**WRITTEN INSTRUCTION A:**
Answer these questions using the post below:
(i) On what date was the post sent?
(ii) Which two systems are named as examples of providing language independence at a very high level?
(iii) Instead of "system services", what does the post say TUNES will provide?
**WRITTEN INSTRUCTION B:**
Pull out every line of the listing that contains the string "background". Case counts.

**SELECTED TEXT:**
HLL is not against LLL

Patrick Premont premont@IRO.UMontreal.CA
Wed, 19 Jul 1995 02:30:57 -0400 (EDT)


> 
> Patrick wrote:
> >>> I don't think we need to specify a standard LLL for TUNES.
> 
> Andrew replied:
> >> In the short term, I agree with you.
> 
>    If we agree to say the LLL is implementation dependent, and consider the
> one initial implementation we're proposing, it makes sense to specify it,
> doesn't it ?

Yes. But it has to be usefull. I think we should discuss what is the LLL
(what features it has and doesn't have) and why we need it.

> >> As a long-term goal, however, I
> >> disagree.  The issue here is not platform independence, but source
> >> language independence.
>    Language independence can be done in many ways at many levels. A standard
> LLL is a good way to provide both language and platform independence, as
> a standard intermediate language.

Why do we need language independence at that level and a _standard_
intermediate language ? You say below that language independence would
be acheived through the HLL.

>    Another way to provide language-independence is to do it at a very high
> level (see CORBA and ILU): we provide a way to have high-level programs
> communicate in a high-level way. As for the TUNES HLL, my goal has always
> been to do that through HLL self-extensibility (the HLL can specialize into
> any language you want), and meta-translation (provide tools to translate
> languages one into another, or both into a common target, so they can
> communicate). So the HLL is not limiting and constraining, but freeing.

> 
> Patrick answered:
> > So you see the LLL as a target language for the HLL compiler and all
> > other languages who wish to interact with Tunes. I don't think that's
> > a very good move because that means we restrict Tunes "system"
> > services (the services which other languages might need) to a low
> > level of abstraction (don't we agree that this is bad for Tunes ? We'd
> > end up with a LL OS and a HL language just like conventional systems).
>    No, TUNES will have no "system services", but will provide a frame
> for software modules to specify, define, provide and require services.

I don't see how that requires a LLL as a target language. (If that is
what you implied)

**INFORMATION PROVIDED:**
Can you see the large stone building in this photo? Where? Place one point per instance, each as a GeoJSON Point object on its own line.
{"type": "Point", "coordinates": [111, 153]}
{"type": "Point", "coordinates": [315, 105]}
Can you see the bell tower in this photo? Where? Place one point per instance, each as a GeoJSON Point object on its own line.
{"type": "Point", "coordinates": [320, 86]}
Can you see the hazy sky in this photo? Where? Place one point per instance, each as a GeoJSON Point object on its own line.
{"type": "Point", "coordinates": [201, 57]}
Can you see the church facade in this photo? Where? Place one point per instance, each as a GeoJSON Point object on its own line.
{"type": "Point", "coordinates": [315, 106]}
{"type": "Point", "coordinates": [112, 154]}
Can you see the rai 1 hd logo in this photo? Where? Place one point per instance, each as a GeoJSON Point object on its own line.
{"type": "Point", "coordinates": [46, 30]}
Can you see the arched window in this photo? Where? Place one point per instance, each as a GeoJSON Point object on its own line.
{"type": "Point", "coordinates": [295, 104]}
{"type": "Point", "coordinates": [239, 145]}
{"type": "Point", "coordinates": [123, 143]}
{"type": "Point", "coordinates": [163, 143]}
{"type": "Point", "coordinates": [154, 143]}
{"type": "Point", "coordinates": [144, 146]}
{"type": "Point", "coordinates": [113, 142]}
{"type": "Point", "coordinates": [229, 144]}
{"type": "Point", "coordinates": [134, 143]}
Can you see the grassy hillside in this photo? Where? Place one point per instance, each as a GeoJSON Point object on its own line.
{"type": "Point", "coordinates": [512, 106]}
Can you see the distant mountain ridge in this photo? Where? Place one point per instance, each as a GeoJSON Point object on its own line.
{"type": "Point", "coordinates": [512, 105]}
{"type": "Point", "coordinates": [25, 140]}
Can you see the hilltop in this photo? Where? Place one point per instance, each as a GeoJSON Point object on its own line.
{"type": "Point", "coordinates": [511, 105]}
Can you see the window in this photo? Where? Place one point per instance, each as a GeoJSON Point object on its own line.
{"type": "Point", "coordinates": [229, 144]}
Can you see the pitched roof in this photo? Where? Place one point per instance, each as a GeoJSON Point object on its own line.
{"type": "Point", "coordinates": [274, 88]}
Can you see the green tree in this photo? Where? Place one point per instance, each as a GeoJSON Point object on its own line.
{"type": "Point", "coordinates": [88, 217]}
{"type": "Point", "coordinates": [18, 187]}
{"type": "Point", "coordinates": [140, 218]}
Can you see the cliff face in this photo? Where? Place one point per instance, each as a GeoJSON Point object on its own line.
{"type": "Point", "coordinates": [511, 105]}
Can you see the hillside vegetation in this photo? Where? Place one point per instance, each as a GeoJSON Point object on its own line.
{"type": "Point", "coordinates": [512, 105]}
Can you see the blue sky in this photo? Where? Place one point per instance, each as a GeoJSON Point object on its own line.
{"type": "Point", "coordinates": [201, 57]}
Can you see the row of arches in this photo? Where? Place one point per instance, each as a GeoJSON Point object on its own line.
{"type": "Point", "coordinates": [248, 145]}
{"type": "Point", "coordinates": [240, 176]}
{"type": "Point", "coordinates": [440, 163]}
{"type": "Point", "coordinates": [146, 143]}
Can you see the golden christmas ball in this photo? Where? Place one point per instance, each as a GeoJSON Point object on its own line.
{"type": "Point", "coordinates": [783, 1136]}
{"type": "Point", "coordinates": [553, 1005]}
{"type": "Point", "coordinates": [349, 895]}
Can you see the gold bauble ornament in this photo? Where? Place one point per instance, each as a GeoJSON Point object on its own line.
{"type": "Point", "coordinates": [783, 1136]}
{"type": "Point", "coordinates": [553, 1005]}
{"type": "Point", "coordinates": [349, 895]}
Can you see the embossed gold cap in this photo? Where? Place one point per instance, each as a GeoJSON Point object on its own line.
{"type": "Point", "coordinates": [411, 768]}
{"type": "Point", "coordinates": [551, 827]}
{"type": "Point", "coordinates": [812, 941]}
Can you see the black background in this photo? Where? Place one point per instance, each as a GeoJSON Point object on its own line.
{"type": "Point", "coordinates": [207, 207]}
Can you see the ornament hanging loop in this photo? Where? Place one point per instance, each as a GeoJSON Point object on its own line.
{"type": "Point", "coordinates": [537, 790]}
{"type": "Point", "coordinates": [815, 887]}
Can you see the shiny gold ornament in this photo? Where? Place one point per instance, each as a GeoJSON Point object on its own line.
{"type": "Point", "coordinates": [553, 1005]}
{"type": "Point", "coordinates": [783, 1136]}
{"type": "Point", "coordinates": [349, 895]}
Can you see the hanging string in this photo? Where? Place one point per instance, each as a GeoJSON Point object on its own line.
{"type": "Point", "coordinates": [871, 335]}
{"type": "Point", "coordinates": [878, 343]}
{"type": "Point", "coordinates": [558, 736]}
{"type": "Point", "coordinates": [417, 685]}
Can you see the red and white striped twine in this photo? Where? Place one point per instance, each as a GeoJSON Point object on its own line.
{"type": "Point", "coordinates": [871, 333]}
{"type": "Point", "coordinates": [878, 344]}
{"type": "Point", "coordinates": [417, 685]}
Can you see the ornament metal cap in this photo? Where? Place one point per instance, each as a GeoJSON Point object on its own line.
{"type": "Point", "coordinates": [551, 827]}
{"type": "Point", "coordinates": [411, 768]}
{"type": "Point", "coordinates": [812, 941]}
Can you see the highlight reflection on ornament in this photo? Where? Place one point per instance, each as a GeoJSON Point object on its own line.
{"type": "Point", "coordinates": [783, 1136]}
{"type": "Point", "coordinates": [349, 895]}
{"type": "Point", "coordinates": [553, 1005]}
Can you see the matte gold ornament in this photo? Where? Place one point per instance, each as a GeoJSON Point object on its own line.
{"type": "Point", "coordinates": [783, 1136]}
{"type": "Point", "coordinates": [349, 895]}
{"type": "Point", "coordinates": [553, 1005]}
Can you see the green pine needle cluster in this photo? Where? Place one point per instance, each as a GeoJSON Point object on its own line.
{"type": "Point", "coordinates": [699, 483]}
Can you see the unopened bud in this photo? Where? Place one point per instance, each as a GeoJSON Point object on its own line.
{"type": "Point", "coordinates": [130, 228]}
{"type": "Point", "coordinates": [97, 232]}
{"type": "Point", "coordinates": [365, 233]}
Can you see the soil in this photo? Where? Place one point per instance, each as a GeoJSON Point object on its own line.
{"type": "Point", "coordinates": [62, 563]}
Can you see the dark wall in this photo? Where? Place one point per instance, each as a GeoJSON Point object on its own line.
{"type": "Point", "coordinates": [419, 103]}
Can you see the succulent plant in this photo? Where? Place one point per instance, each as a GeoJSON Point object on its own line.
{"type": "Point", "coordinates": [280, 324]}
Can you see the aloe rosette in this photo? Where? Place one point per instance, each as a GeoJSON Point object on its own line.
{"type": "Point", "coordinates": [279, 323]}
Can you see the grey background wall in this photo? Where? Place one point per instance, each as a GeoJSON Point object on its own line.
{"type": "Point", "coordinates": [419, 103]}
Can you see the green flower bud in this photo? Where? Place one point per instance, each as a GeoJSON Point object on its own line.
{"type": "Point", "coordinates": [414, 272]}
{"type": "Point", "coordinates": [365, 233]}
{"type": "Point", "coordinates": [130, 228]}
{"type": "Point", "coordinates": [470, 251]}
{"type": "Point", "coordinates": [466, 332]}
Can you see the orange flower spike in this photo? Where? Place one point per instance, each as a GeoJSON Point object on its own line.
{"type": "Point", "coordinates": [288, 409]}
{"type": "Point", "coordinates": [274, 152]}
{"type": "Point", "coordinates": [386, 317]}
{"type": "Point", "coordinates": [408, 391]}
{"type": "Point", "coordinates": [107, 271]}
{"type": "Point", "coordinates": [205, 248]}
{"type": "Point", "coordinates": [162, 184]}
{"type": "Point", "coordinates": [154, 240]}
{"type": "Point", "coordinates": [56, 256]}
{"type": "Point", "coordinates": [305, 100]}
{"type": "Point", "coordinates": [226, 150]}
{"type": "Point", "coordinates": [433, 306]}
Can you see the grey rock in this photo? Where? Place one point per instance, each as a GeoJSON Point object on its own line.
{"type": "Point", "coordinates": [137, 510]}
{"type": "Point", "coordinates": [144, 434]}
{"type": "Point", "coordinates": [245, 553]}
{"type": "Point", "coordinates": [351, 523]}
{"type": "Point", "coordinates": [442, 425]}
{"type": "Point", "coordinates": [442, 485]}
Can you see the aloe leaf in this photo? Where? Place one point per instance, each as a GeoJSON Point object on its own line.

**ANSWER A:**
(i) Wed, 19 Jul 1995
(ii) CORBA and ILU
(iii) A frame for software modules to specify, define, provide and require services

**ANSWER B:**
Can you see the black background in this photo? Where? Place one point per instance, each as a GeoJSON Point object on its own line.
Can you see the grey background wall in this photo? Where? Place one point per instance, each as a GeoJSON Point object on its own line.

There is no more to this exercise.